[Exercise requirements]
a – Answer these from the Metaverse text:
(i) According to the text, what is virtual reality merely?
(ii) Which title is named as isolated from Call of Duty?
(iii) What is the Metaverse best understood as?
b – Gather every line of the rows that contains the string "instances".

[Page text]
════════
Most commonly, the Metaverse is mis-described as virtual reality. In truth, virtual reality is merely a way to experience the Metaverse. To say VR is the Metaverse is like saying the mobile internet is an app. Note, too, that hundreds of millions are already participating in virtual worlds on a daily basis (and spending tens of billions of hours a month inside them) without VR/AR/MR/XR devices. As a corollary to the above, VR headsets aren’t the Metaverse any more than smartphones are the mobile internet.

Sometimes the Metaverse is described as a user-generated virtual world or virtual world platform. This is like saying the internet is Facebook or Geocities. Facebook is a UGC-focused social network on the internet, while Geocities made it easy to create webpages that lived on the internet. UGC experiences are just one of many experiences on the internet.

Furthermore, the Metaverse doesn’t mean a video game. Video games are purpose-specific (even when the purpose is broad, like ‘fun’), unintegrated (i.e. Call of Duty is isolated from fellow portfolio title Overwatch), temporary (i.e. each game world ‘resets’ after a match) and capped in participants (e.g. 1MM concurrent Fortnite users are in over 100,000 separated simulations. Yes, we will play games in the Metaverse, and those games may have user caps and resets, but those are games in the Metaverse, not the Metaverse itself. Overall, The Metaverse will significantly broaden the number of virtual experiences used in everyday life (i.e. well beyond video games, which have existed for decades) and in turn, expand the number of people who participate in them.

Lastly, the Metaverse isn’t tools like Unreal or Unity or WebXR or WebGPU. This is like saying the internet is TCP/IP, HTTP, or web browser. These are protocols upon which the internet depends, and the software used to render it.

The Metaverse, like the internet, mobile internet, and process of electrification, is a network of interconnected experiences and applications, devices and products, tools and infrastructure. This is why we don’t even say that horizontally and vertically integrated giants such as Facebook, Google or Apple are an internet. Instead, they are destinations and ecosystems on or in the internet, or which provide access to and services for the internet. And of course, nearly all of the internet would exist without them.


(https://www.matthewball.vc/all/forwardtothemetaverseprimer)


Description

Matthew Ball:

"We should not expect a single, all-illuminating definition of the ‘Metaverse’. Especially not at a time in which the Metaverse has only just begun to emerge. Technologically driven transformation is too organic and unpredictable of a process. Furthermore, it’s this very messiness that enables and results in such large-scale disruption.

My goal therefore is to explain what makes the Metaverse so significant – i.e. deserving of the comparisons I offered above – and offer ways to understand how it might work and develop.

The Metaverse is best understood as ‘a quasi-successor state to the mobile internet’. This is because the Metaverse will not fundamentally replace the internet, but instead build upon and iteratively transform it. The best analogy here is the mobile internet, a ‘quasi-successor state’ to the internet established from the 1960s through the 1990s. Even though the mobile internet did not change the underlying architecture of the internet – and in fact, the vast majority of internet traffic today, including data sent to mobile devices, is still transmitted through and managed by fixed infrastructure – we still recognize it as iteratively different. This is because the mobile internet has led to changes in how we access the internet, where, when and why, as well as the devices we use, the companies we patron, the products and services we buy, the technologies we use, our culture, our business model, and our politics.
════════
[Extracted information]
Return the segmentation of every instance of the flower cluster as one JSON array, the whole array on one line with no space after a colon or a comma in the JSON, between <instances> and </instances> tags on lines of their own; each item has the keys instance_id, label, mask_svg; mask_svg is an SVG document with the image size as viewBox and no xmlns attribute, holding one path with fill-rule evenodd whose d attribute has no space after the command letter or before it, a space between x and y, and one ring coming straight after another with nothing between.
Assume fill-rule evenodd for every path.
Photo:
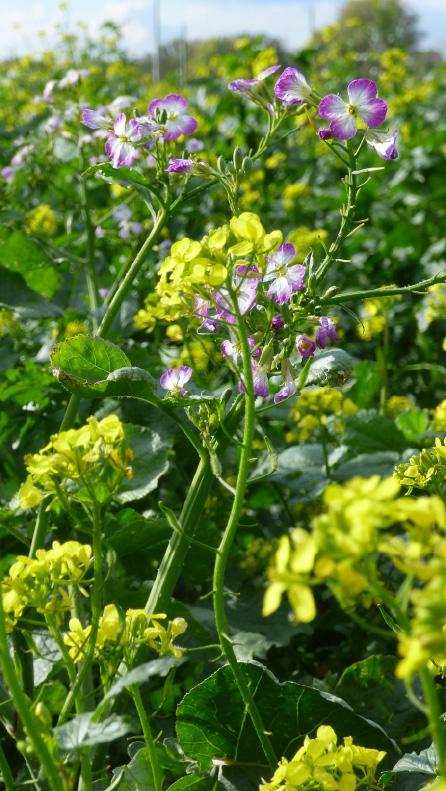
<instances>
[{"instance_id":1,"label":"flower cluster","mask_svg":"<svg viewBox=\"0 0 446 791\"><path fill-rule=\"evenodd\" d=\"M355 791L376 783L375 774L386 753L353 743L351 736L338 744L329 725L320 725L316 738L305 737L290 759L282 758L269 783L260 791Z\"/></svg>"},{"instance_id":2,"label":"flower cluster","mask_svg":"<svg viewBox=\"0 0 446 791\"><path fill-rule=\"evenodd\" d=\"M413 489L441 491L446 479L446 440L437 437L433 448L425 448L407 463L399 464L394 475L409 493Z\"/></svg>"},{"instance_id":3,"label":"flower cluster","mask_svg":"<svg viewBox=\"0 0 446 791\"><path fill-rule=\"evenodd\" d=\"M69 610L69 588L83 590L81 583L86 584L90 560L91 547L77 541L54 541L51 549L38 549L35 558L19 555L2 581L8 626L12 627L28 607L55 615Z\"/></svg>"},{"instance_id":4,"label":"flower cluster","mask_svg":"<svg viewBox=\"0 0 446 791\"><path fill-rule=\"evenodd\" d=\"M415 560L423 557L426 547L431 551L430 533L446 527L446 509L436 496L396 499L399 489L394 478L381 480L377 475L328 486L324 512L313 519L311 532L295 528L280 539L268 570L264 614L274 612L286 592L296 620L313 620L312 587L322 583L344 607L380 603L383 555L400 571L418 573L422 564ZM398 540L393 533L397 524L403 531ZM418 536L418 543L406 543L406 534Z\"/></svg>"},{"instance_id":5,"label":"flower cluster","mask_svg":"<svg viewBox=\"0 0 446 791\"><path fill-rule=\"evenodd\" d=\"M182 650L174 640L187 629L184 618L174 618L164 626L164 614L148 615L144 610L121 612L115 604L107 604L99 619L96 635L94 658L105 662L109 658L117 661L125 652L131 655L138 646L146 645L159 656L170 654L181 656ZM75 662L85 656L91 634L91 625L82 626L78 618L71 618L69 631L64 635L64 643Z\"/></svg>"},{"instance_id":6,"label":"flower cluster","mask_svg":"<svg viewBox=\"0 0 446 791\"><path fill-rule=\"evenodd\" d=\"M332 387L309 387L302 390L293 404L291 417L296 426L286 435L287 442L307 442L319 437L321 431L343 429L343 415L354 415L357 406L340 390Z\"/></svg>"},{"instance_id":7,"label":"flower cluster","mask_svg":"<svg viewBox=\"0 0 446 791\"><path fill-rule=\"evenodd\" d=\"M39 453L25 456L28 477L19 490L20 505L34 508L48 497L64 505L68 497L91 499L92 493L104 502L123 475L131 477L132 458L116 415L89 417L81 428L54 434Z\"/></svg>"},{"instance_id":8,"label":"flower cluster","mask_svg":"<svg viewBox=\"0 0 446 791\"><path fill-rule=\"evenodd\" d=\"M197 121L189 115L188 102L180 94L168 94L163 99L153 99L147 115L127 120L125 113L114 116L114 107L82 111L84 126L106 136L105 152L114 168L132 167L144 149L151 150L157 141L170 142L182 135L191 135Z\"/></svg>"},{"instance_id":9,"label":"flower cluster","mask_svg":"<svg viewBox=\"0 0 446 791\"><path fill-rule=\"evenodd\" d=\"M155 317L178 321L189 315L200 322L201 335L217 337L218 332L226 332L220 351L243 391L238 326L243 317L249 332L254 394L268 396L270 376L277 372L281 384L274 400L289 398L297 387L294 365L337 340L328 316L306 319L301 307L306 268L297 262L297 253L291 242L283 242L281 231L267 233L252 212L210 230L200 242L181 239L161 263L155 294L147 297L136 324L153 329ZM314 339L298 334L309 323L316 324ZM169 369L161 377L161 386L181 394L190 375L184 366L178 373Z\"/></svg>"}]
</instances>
════════
[Answers given]
a –
(i) A way to experience the Metaverse.
(ii) Overwatch.
(iii) 'A quasi-successor state to the mobile internet'.

b –
Return the segmentation of every instance of the flower cluster as one JSON array, the whole array on one line with no space after a colon or a comma in the JSON, between <instances> and </instances> tags on lines of their own; each item has the keys instance_id, label, mask_svg; mask_svg is an SVG document with the image size as viewBox and no xmlns attribute, holding one path with fill-rule evenodd whose d attribute has no space after the command letter or before it, a space between x and y, and one ring coming straight after another with nothing between.
<instances>
</instances>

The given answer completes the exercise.